Available records:
╔══

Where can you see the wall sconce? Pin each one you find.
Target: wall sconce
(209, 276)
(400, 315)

╚══
╔══

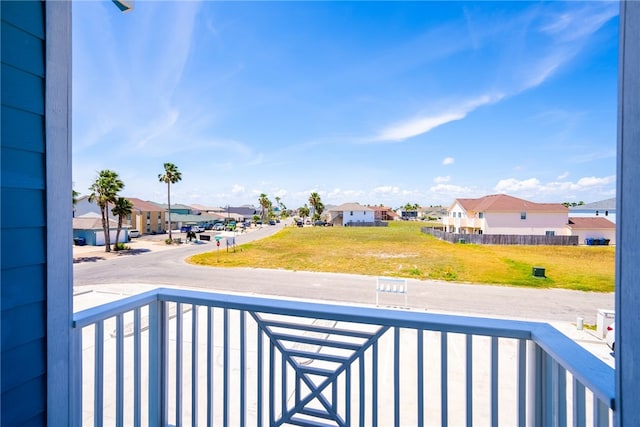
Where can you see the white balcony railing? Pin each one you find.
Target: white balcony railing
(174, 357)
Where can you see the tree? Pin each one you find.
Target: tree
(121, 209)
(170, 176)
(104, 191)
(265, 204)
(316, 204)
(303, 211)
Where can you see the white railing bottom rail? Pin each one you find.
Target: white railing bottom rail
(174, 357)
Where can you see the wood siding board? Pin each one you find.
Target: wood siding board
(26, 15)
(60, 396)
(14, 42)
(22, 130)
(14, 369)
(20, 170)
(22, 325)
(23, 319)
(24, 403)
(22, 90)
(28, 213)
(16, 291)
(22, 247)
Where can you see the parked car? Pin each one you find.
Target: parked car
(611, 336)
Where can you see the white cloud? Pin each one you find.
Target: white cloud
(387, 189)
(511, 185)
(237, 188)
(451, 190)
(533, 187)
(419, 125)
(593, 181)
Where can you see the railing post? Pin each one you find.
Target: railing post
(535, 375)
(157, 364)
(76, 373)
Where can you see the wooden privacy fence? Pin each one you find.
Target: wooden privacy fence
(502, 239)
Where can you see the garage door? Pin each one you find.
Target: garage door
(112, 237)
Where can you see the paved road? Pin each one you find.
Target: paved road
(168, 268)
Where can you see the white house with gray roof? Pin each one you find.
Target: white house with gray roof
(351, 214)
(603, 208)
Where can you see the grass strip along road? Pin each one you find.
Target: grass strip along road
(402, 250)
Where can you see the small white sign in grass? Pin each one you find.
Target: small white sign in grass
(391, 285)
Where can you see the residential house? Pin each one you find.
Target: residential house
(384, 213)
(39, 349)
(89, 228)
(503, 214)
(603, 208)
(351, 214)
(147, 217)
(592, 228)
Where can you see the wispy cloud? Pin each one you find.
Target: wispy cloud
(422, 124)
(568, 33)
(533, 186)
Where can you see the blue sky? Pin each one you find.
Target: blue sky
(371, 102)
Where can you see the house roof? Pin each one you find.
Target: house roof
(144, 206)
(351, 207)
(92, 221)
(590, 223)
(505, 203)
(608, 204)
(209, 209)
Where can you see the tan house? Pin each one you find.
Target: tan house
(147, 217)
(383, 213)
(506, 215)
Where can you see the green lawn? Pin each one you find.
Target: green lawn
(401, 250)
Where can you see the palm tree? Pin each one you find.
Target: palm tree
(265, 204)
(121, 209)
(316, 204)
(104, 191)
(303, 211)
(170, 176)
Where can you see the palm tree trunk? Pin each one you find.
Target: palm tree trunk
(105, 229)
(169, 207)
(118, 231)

╚══

Please keep only the lines of the listing above that contain the string "wispy". Uppercase and lowercase letters count as different.

The response:
Where can you see the wispy cloud? Pin each one you find.
Target: wispy cloud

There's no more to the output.